● **What needs to be done**
As an exercise, transcribe the data below in full and exactly, omitting pictures.
───── Material provided ─────
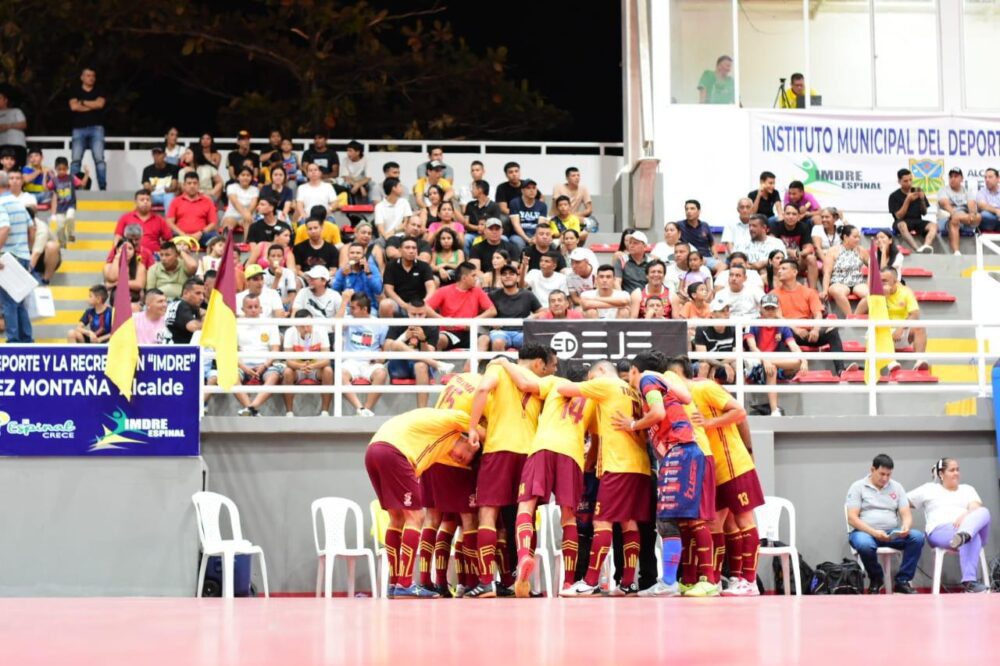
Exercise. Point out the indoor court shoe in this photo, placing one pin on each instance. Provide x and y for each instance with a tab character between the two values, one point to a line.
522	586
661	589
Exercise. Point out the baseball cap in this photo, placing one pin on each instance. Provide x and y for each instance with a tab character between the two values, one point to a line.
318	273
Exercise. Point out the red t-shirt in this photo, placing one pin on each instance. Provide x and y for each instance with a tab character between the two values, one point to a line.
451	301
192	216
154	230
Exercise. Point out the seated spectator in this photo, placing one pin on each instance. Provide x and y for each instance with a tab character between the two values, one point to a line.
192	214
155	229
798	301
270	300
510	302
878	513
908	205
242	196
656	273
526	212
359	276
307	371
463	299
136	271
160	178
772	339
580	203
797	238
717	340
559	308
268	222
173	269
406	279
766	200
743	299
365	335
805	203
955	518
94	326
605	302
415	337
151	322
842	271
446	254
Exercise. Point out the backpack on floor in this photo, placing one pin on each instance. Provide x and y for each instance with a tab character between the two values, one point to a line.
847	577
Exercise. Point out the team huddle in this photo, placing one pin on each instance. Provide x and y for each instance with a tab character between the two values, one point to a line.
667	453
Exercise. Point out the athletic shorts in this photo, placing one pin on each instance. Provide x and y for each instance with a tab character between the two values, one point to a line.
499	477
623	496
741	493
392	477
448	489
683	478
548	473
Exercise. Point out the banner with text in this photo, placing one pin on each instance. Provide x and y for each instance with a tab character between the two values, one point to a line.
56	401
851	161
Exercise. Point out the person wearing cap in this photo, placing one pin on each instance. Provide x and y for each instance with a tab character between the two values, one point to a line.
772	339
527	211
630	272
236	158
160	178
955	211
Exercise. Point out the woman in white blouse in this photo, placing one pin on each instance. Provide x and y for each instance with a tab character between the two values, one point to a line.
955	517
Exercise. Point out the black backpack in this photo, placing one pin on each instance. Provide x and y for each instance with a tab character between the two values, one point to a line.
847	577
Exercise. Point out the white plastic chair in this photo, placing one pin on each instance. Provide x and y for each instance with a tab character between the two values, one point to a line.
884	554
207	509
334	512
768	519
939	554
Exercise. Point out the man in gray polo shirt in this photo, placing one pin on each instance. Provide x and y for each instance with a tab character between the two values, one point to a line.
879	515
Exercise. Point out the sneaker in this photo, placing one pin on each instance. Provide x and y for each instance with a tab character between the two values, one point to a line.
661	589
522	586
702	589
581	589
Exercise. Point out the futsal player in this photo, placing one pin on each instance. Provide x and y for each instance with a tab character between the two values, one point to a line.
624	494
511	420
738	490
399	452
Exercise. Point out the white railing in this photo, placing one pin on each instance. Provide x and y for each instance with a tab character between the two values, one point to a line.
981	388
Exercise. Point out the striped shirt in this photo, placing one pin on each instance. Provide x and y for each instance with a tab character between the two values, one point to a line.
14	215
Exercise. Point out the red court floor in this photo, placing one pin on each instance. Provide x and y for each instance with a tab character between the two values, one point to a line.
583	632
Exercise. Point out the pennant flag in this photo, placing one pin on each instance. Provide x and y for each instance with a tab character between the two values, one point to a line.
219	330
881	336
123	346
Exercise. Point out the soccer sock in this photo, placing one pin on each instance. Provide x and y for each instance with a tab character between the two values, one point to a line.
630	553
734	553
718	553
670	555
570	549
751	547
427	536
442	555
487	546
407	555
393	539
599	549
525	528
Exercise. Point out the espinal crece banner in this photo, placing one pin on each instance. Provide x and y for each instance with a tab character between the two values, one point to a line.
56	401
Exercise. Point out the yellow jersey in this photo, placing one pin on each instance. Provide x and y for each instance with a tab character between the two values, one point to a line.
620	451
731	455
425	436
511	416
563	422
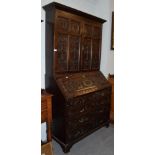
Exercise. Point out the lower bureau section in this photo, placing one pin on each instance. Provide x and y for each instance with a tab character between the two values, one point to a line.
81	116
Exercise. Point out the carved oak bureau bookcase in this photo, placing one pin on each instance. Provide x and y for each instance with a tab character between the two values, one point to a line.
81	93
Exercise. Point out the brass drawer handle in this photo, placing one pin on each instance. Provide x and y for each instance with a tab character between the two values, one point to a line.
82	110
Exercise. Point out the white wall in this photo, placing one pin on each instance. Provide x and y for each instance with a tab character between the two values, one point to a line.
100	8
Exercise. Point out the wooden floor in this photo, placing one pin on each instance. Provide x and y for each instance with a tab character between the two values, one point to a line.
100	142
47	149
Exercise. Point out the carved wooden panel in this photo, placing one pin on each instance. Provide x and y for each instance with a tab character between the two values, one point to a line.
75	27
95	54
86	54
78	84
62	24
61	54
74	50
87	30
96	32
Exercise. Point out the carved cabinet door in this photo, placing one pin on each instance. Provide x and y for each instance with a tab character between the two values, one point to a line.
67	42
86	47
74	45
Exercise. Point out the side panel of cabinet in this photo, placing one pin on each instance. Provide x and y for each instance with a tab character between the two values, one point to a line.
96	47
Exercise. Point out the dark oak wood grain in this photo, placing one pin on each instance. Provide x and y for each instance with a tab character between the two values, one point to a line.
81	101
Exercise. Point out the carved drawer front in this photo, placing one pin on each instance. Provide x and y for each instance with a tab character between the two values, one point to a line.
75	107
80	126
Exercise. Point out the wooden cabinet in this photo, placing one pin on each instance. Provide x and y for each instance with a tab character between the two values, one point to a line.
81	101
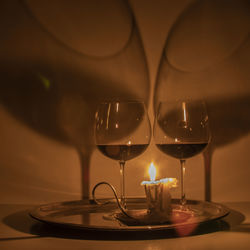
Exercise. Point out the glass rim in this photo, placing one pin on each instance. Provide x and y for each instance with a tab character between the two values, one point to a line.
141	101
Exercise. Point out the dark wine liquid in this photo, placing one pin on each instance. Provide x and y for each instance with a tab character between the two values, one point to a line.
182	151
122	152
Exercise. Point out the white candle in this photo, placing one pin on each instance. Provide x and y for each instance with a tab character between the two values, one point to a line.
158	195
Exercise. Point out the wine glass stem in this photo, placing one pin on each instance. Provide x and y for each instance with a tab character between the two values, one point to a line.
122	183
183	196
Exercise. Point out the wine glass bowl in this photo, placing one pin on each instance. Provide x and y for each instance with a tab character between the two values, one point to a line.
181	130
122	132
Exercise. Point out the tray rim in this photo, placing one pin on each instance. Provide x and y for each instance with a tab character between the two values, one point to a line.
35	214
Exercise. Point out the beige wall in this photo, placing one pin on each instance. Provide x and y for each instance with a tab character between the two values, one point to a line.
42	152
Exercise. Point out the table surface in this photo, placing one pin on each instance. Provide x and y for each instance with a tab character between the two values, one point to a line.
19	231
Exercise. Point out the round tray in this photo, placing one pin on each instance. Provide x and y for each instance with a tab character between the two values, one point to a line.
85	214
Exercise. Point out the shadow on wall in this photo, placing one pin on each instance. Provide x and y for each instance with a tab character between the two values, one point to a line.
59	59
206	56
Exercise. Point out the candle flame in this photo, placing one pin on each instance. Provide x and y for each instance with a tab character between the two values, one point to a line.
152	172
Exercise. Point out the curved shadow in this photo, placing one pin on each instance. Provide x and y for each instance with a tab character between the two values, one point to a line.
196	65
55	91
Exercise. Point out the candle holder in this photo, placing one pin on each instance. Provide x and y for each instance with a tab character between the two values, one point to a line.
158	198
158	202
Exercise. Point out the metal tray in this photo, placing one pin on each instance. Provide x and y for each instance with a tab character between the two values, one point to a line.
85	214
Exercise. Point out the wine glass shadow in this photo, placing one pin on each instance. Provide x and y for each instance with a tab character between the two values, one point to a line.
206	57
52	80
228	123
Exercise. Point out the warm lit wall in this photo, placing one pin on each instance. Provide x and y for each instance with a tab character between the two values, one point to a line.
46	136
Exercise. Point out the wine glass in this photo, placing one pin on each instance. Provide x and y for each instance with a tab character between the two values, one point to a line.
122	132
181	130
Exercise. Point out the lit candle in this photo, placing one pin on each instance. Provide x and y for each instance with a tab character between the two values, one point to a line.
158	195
─────
● **Response to this exercise**
Exercise. Point out the indoor court shoe in this photo, placing one pin on each instance. Provide x and y for each instance with a tab character between the two values, one point to a line.
522	586
661	589
Exercise. Point out the baseball cap in this photo, placing one pin on each instance. Provide x and y for each instance with a tab character between the two values, one point to a line.
318	273
Exercise. Point out the red t-shirt in this photo, placing one pin on each instance. Provide x and y for each instance with a tab character between the two values, one point to a line.
451	301
192	216
154	230
Exercise. Point out the seated spectator in this photo, placing one pin on each instance. Provide x and y for each instance with a tab character between the two values, one point to a line.
192	214
155	229
798	301
270	300
510	302
878	513
908	205
242	196
656	273
526	212
359	276
307	371
463	299
136	271
160	178
772	339
580	203
797	238
717	340
559	308
268	222
173	269
406	279
766	200
743	299
365	335
805	203
955	518
94	326
605	302
415	337
151	322
842	271
446	254
Exercise. Point out the backpack on floor in this photo, placing one pin on each instance. Provide x and y for each instance with a tab character between the two values, one point to a line.
847	577
Exercise. Point out the team huddle in this photo, placing one pin on each instance. Provide x and y for each instance with a tab character between the two values, one point to a line.
667	453
Exercise. Point out the athletic shorts in this photo, placing one pin on each instance. Provide x and y for each instance with a tab character between the two values, one point to a line.
499	477
623	496
741	493
392	477
448	489
683	478
548	473
Exercise. Point out the banner with text in this photo, placing one pin on each instance. Provide x and y for each instance with a tab character between the two values, one point to a line.
56	401
851	161
Exercise. Point out the person wearing cap in this photo, placing one pin on each instance. Provide x and y for each instance with a tab character between the two values, one point to a line.
772	339
527	211
630	272
236	158
160	178
955	211
Exercise. Point out the woman in white blouse in this photo, placing one pin on each instance. Provide x and y for each instance with a tab character between the two values, one point to a line.
955	517
Exercise. Point out the black backpack in this photo, placing one pin on each instance. Provide x and y for each instance with a tab character between the two values, one point to a line.
847	577
Exercise. Point out the white plastic chair in this photo, placing one pin on each instance. Provide x and y for each instance with a tab character between the two values, one point to a line.
884	554
207	509
334	512
768	519
939	554
Exercise. Point out the man in gray polo shirt in this photo, placing one pin on each instance. Provide x and y for each instance with a tab character between the two values, one point to a line.
879	515
Exercise. Point out the sneaker in this photo, placing one pin on each instance. Provide x and y for each instance with a tab character between the two values, one point to a line.
661	589
522	586
702	589
581	589
Exercise. Point out the futsal player in this photo, placing one pin on each instance. Provide x and y for each instance with a tab character between the two values, one point to a line.
624	494
511	420
738	490
399	452
Exercise. Point out the white railing in this photo, placing one pin on each instance. Provide x and y for each instance with a tab character between the two values, one point to a line.
981	388
Exercise. Point out the striped shirt in this photo, placing one pin on each instance. Provide x and y for each instance with a tab character between the two values, one point to a line.
14	215
Exercise. Point out the red court floor in this photo, placing one pin on each instance. Provide x and y for each instance with a tab character between the two values, one point to a line.
583	632
Exercise. Point out the pennant flag in this photo, placing one pin on each instance. Provide x and y for each instance with a tab character between the two values, one point to a line.
219	330
881	336
123	346
Exercise. Point out the soccer sock in this photo, placing one pin on each instance. Provide x and y for each instance with a tab character between the two values, one point to a line.
630	553
734	553
718	553
670	555
570	549
751	547
427	536
442	555
487	546
407	555
393	539
599	549
525	528
Exercise. Point out the espinal crece banner in this photo, placing one pin on each instance. Provide x and y for each instance with a tab character between the two values, one point to a line.
56	401
Exercise. Point out the yellow jersey in this photo, placing one pin on each instance. Provide x and y for each instance with a tab character between the two values, one point to a line.
620	451
731	455
425	436
511	416
563	422
Exercise. Point out the lower bureau section in this photo, placing one pin on each instance. Provide x and y for each instance with a tab character between the two values, one point to a line.
81	116
Exercise. Point out the carved oak bureau bookcase in this photo, placing one pin on each instance. Provide x and y for each instance with a tab character between the two values, one point to a line.
81	93
Exercise. Point out the brass drawer handle in this photo, placing one pin on each instance. Provide x and y for each instance with a tab character between the two values, one point to a line.
82	110
Exercise. Point out the white wall in this photo, placing one pin on each instance. Provide x and y for each instance with a tab character between the two values, one point to a line.
100	8
Exercise. Point out the wooden floor in this photo, placing one pin on each instance. Provide x and y for each instance with a tab character between the two values, one point to a line.
100	142
47	149
Exercise. Point out the carved wooden panel in this photo, placing one pin on each instance. Provide x and y for each instance with a tab character between the two values, one point to a line.
75	27
95	54
86	54
78	84
62	24
61	54
74	50
87	30
96	32
Exercise. Point out the carved cabinet door in this photo, placing one pin on each instance. Provide x and y for each instance with a tab character between the two values, one point to a line.
67	42
86	47
74	45
Exercise. Point out the side panel of cabinet in this photo, placing one pin on each instance. Provide x and y for each instance with a tab character between the two values, one point to a line.
96	47
Exercise. Point out the dark oak wood grain in this photo, placing one pin on each instance. Provide x and y for each instance with a tab character between the two values, one point to a line.
81	101
Exercise. Point out the carved drawer front in this photo, placing one pin on each instance. Provide x and y for each instance with a tab character between the two values, one point to a line.
75	107
80	126
Exercise. Point out the wooden cabinet in this photo, placing one pin on each instance. Provide x and y for each instance with a tab character between the two values, one point to a line.
81	101
Exercise. Point out the glass rim in this photo, placing one pin on each instance. Provide x and y for each instance with a tab character between the two values, one point to a line.
141	101
Exercise. Point out the dark wine liquid in this photo, placing one pin on each instance. Provide x and y for each instance with a tab character between the two values, one point to a line.
182	151
122	152
Exercise. Point out the white candle in this photo, placing one pin on each instance. Provide x and y for each instance with a tab character between the two values, one point to a line.
158	195
Exercise. Point out the wine glass stem in this photo, placing one pin on each instance. Provide x and y for each instance with a tab character between the two values, one point to a line.
122	183
183	196
Exercise. Point out the wine glass bowl in this photo, placing one pin on each instance. Provide x and y for each instance with a tab character between the two values, one point to a line.
181	130
122	132
Exercise. Point out the tray rim in this photo, placing one pin on each instance. Provide x and y for each instance with a tab character between the two values, one point to a line.
35	214
Exercise. Point out the beige wall in this photo, placing one pin on each instance. Provide x and y for each instance with a tab character between the two values, one point to a line.
42	152
Exercise. Point out the table surface in this photo, placing one pin on each instance. Provide x and y for each instance with a tab character between the two values, one point to a line.
19	231
Exercise. Point out the round tray in this photo, placing one pin on each instance. Provide x and y for each instance with a tab character between the two values, one point to a line.
85	214
Exercise. Point out the shadow on wall in this photo, placing one pin on each instance. Provide x and y for each instance with a tab character between the two values, one point to a line.
59	59
206	56
Exercise. Point out the candle flame in this photo, placing one pin on each instance. Provide x and y for each instance with a tab character between the two values, one point to a line.
152	172
Exercise. Point out the curved shadow in this photo, placing one pin on each instance. Provide x and y for each instance with a tab character between the two values, one point to a line.
196	65
55	91
Exercise. Point out the candle holder in this photo, placing one pin on each instance. Provide x and y for each instance with a tab character between the two values, one point to a line.
158	198
158	202
Exercise. Point out the metal tray in this photo, placing one pin on each instance. Provide x and y for each instance with a tab character between the two values, one point to a line.
85	214
Exercise. Point out the wine glass shadow in this photo, placing one pin on each instance. Provide x and y for each instance with a tab character between the two values, one point to a line.
206	57
52	80
228	123
Exercise. Point out the warm lit wall in this photo, placing one pin on each instance. Provide x and y for each instance with a tab character between the two values, one point to a line.
46	136
Exercise. Point out the wine glass in this photo, placing one pin on each instance. Provide x and y for each instance with a tab character between the two values, one point to a line.
122	132
181	130
Exercise. Point out the lit candle in this photo, placing one pin on each instance. Provide x and y for each instance with a tab character between the two values, one point to a line.
158	195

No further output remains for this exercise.